List every @-handle that appears in the backport discussion thread.

• Provided passage:
================================

The fix gets picked into 4.7 with the next rebase of 1.20. Once done, this issue can be cloned for 4.6 and 4.5.
1.20.0 rebased is merged https://github.com/openshift/kubernetes/pull/471. https://github.com/openshift/kubernetes/blob/master/pkg/scheduler/framework/types.go#L394-L397
Hi Jonas, I see the customer case is closed. How severe the issue is for the customer? Will it be sufficient to backport the fix to 4.6? Or, is 4.5 still relevant?
I am not sure. Maybe @jmcmeek.com or @joshisa.com could answer this?
@jchaloup @jnordell . Since this fix enables our clients to use the IBM Cloud Managed OpenShift, backports for both 4.5 and 4.6 are needed so that IBM Cloud can eventually adopt. Rationale: 4.5 will be supported on IBM Cloud (tentatively) until Aug 2021 and 4.6 has extended update support. This leaves a large exposure window with clients interested in IBM Cloud. Without backports, support on IBM Cloud has an awkward gap between 4.4 (which will go out of support in 1H 2021) and 4.7 which will impact solutioning and client experience on IBM Cloud. Thanks.

================================

• Supplied records:
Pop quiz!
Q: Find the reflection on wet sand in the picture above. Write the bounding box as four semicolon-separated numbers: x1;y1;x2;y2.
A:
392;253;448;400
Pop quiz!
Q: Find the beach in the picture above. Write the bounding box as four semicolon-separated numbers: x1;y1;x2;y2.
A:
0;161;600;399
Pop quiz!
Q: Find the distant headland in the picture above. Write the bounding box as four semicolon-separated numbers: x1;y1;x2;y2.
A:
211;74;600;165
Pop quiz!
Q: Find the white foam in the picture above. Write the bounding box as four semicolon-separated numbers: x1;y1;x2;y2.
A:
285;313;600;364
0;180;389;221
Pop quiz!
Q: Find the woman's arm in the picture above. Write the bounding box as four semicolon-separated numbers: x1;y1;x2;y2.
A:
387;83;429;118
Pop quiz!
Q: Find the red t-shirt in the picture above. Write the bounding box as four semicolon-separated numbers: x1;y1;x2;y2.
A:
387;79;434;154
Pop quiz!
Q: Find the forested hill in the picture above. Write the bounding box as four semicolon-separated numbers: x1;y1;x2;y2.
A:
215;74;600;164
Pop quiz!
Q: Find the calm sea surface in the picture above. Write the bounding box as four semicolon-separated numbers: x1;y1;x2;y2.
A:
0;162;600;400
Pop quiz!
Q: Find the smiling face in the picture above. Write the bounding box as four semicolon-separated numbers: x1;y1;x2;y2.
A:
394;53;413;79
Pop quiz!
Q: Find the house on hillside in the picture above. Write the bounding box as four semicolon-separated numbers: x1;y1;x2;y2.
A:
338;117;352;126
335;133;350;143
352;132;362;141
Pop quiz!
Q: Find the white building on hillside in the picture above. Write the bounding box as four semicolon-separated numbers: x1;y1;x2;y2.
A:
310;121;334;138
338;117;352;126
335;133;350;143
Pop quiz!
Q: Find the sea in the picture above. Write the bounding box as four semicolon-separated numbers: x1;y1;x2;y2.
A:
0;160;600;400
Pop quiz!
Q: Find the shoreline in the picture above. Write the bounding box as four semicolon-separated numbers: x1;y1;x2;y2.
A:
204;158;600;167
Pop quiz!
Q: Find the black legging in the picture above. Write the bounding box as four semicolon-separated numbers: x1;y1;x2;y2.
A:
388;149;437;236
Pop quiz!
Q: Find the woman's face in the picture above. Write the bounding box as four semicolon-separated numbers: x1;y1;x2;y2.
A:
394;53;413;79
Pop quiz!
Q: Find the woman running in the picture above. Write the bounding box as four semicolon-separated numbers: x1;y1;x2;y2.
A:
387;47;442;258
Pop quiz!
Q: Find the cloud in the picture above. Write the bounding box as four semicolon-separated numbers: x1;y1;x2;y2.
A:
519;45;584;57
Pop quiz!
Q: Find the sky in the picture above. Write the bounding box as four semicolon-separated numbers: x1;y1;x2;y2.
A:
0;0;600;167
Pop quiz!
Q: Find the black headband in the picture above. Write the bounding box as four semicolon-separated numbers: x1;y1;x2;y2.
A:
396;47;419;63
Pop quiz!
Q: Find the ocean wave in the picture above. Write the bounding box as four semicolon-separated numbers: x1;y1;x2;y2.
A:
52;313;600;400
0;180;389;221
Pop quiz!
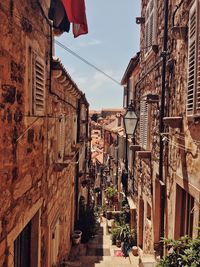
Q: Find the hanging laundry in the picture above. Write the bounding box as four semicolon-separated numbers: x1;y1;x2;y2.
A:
62;0;88;37
48;0;70;32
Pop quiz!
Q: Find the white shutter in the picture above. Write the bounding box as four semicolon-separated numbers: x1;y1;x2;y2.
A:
187;1;197;115
32;52;45;114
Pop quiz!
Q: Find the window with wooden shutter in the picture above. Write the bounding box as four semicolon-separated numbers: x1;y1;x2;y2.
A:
128;78;133;105
186;0;200;116
123;87;128;108
32;52;45;115
57;115;66;161
140;99;150;149
144;0;157;54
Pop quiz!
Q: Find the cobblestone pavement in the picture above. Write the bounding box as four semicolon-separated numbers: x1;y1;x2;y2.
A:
68;218;139;267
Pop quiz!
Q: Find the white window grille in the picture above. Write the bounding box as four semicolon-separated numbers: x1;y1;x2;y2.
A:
144;0;157;54
32;52;45;115
186;0;200;116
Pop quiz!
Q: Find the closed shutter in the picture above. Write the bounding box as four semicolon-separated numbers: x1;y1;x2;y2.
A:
73;115;77;144
57;115;65;161
145;0;157;53
129;78;133;104
196;0;200;114
140;100;149;149
123;87;127;108
32;52;45;114
187;1;197;115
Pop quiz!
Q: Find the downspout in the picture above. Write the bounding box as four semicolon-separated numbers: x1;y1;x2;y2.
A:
159;0;169;257
75;98;81;221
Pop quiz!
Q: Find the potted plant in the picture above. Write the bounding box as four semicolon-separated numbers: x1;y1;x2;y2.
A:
72;233;81;245
105;186;118;205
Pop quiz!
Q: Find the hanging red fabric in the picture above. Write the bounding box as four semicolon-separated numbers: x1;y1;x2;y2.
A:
62;0;88;37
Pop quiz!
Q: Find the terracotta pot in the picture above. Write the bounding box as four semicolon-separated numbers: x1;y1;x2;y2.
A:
72;234;81;245
116;239;121;248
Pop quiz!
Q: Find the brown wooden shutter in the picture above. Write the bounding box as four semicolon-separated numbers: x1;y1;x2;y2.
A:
57;115;65;161
145;0;157;53
195;0;200;114
187;1;197;115
32;52;45;114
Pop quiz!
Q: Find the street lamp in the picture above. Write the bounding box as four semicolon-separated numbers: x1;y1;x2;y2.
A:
124;100;138;137
123;100;138;195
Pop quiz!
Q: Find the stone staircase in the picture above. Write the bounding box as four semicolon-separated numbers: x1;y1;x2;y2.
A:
64;220;139;267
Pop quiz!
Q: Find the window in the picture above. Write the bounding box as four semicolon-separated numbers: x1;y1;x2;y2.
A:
128;78;133;104
123;87;128;108
186;0;200;116
145;0;156;53
175;185;194;239
29;47;46;115
57;115;66;161
50;218;60;266
140;98;151;149
14;222;31;267
73;114;77;144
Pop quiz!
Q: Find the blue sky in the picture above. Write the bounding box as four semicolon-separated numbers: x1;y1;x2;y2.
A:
55;0;140;109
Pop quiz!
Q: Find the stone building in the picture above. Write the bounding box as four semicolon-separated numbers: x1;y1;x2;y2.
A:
0;0;88;267
123;0;200;261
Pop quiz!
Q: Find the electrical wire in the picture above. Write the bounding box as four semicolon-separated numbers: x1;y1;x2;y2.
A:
165;137;200;154
0;3;121;86
54;40;121;86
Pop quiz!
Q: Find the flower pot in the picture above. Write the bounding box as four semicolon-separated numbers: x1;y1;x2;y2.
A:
116;239;121;248
72;234;81;245
73;230;82;237
132;246;138;256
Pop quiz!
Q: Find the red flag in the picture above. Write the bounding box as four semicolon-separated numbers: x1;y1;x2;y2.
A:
62;0;88;37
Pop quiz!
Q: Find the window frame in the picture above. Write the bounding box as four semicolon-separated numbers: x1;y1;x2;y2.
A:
186;0;200;117
139;96;151;150
30;50;46;115
144;0;157;56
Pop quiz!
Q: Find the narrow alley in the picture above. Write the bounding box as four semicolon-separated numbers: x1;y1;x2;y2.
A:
0;0;200;267
61;217;139;267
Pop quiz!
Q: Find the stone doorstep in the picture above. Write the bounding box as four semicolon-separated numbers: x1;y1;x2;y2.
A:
61;261;82;267
139;254;158;267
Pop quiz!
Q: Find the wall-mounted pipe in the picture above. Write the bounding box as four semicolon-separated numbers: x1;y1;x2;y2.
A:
159;0;169;257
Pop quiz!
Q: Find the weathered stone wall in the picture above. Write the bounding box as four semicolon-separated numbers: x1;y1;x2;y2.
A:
135;0;200;253
0;0;87;266
0;0;49;266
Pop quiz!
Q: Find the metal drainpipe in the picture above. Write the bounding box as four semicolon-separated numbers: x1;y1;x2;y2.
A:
159;0;169;257
75;99;81;220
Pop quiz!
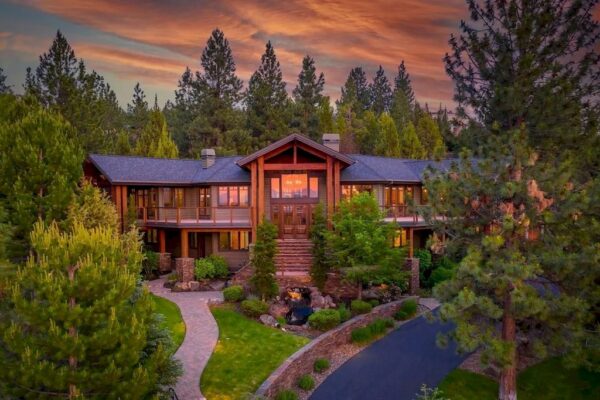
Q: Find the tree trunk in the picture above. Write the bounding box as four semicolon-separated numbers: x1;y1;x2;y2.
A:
498;292;517;400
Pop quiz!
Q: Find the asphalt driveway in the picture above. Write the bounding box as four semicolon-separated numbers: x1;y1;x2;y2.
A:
310;317;466;400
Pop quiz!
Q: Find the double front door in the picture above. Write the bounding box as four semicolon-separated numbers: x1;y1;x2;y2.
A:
271;204;311;239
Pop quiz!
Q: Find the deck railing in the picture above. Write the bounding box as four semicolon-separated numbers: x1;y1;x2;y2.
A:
137;207;251;225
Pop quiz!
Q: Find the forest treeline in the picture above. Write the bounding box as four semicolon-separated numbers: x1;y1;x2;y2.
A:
0;29;458;158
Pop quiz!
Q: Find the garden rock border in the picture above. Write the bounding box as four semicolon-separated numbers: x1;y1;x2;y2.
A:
256;296;419;398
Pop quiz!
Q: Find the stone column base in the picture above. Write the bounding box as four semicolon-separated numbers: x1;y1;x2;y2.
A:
405;258;419;296
175;258;194;282
158;253;172;273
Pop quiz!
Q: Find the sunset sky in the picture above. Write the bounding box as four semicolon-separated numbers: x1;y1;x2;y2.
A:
0;0;474;108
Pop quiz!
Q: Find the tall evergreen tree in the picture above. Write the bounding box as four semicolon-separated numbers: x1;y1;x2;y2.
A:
416;112;446;159
25;31;123;152
0;222;174;399
444;0;600;161
246;41;290;148
336;67;371;116
394;60;415;106
134;110;179;158
400;121;427;159
0;96;84;256
369;65;392;115
292;55;325;140
0;68;12;94
376;113;401;157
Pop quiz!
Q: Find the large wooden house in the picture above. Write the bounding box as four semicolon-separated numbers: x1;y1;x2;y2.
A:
84;134;448;275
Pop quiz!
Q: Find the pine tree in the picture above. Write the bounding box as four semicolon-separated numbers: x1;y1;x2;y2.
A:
25;31;123;152
127;82;150;141
444;0;600;164
0;68;12;94
416;112;446;160
134;110;179;158
0;96;84;256
246;41;290;148
250;220;277;300
0;223;176;399
292;55;325;140
369;65;392;116
376;113;401;157
425;130;599;400
400;121;427;159
394;60;415;107
336;67;371;116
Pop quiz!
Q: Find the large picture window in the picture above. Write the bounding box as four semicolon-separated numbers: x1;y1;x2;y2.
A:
271;174;319;199
219;231;249;251
219;186;248;207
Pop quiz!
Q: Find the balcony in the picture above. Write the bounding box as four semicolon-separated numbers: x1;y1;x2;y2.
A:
381;204;428;226
137;207;252;228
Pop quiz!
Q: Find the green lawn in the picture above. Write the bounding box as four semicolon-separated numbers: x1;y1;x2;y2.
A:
439;358;600;400
200;305;309;400
151;295;185;353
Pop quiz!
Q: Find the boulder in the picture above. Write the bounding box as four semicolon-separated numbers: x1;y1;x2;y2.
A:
258;314;279;328
171;282;190;292
269;303;290;318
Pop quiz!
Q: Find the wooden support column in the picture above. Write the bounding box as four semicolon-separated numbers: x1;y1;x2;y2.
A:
250;162;258;243
325;156;334;225
158;229;167;253
257;156;265;224
181;229;190;258
333;161;342;209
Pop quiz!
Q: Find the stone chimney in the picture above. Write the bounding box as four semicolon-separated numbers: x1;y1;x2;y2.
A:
323;133;340;152
200;149;217;169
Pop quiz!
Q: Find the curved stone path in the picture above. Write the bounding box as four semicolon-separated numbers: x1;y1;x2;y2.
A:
147;277;223;400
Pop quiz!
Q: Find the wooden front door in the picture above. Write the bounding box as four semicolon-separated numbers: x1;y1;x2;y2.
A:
271;204;310;239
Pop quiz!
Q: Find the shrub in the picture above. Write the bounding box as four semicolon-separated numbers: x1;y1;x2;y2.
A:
369;299;379;307
207;254;229;278
394;300;417;321
308;309;340;331
313;358;331;373
242;299;269;318
275;389;298;400
194;258;215;280
350;300;373;315
338;303;352;322
298;374;315;391
223;285;244;303
350;318;394;343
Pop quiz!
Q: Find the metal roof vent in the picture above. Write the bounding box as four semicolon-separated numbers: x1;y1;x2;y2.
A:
323;133;340;153
200;149;217;169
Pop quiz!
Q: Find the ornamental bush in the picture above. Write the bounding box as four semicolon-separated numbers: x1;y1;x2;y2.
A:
242;299;269;318
223;285;244;303
298;374;315;391
350;300;373;315
313;358;330;373
394;300;417;321
308;309;340;331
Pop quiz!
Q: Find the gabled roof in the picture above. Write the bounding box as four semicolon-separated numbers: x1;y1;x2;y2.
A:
237;133;354;167
88;154;250;185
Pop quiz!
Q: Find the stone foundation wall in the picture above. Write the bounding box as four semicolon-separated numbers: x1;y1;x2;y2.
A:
158;253;171;274
256;296;418;398
405;258;419;296
175;258;194;282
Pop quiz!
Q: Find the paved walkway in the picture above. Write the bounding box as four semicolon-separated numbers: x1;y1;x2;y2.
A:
310;302;466;400
148;278;223;400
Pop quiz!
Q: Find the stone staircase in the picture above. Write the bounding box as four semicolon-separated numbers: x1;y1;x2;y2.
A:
275;239;312;276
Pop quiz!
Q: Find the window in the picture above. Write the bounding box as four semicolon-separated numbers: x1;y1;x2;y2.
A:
219;231;249;251
271;178;281;199
219;186;248;207
342;185;373;200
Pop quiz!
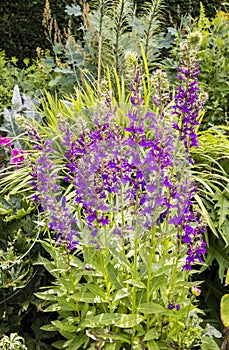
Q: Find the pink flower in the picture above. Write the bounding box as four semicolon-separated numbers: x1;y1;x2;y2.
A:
191;286;201;297
0;135;12;147
10;148;26;167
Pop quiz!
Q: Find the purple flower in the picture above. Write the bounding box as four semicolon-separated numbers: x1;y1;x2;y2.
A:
31;140;78;250
0;135;12;147
10;148;27;168
172;46;208;150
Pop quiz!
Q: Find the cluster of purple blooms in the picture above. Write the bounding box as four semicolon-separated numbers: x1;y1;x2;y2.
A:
27;45;206;272
31;138;79;250
172;48;205;150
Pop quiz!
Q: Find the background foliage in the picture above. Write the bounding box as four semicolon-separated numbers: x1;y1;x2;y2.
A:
0;0;225;66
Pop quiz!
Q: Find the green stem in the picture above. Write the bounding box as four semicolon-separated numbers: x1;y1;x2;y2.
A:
146;226;156;331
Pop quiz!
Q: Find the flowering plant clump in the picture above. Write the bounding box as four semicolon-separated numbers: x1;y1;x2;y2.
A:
3;37;210;350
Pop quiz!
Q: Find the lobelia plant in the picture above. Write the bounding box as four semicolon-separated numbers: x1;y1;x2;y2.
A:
3;34;218;350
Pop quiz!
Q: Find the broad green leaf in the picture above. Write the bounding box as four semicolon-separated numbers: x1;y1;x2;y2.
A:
41;324;58;332
107;263;123;289
147;340;160;350
194;194;219;238
138;303;170;315
225;269;229;285
115;315;145;328
79;314;122;328
52;320;77;333
61;334;88;350
70;291;106;304
114;288;132;301
52;340;66;349
86;329;131;344
213;192;229;226
220;294;229;327
34;289;60;301
201;336;220;350
143;328;160;341
109;248;132;272
123;279;146;288
0;208;12;215
86;283;106;300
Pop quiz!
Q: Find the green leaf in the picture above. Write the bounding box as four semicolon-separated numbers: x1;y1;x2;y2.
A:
107;263;123;289
123;279;146;288
41;324;58;332
52;340;65;349
213;192;229;226
138;303;170;315
147;340;160;350
220;294;229;327
79;314;122;328
194;194;219;238
201;336;220;350
115;315;145;328
70;291;106;304
52;319;77;333
86;329;131;344
225;269;229;286
65;5;82;17
114;288;132;301
143;328;160;341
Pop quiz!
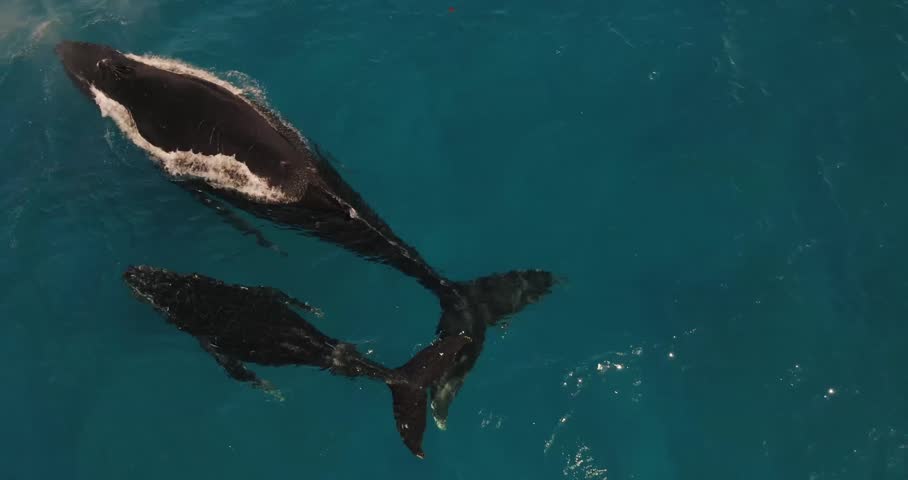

================================

• Correct answer: @jmcmeek.com, @joshisa.com, @jchaloup, @jnordell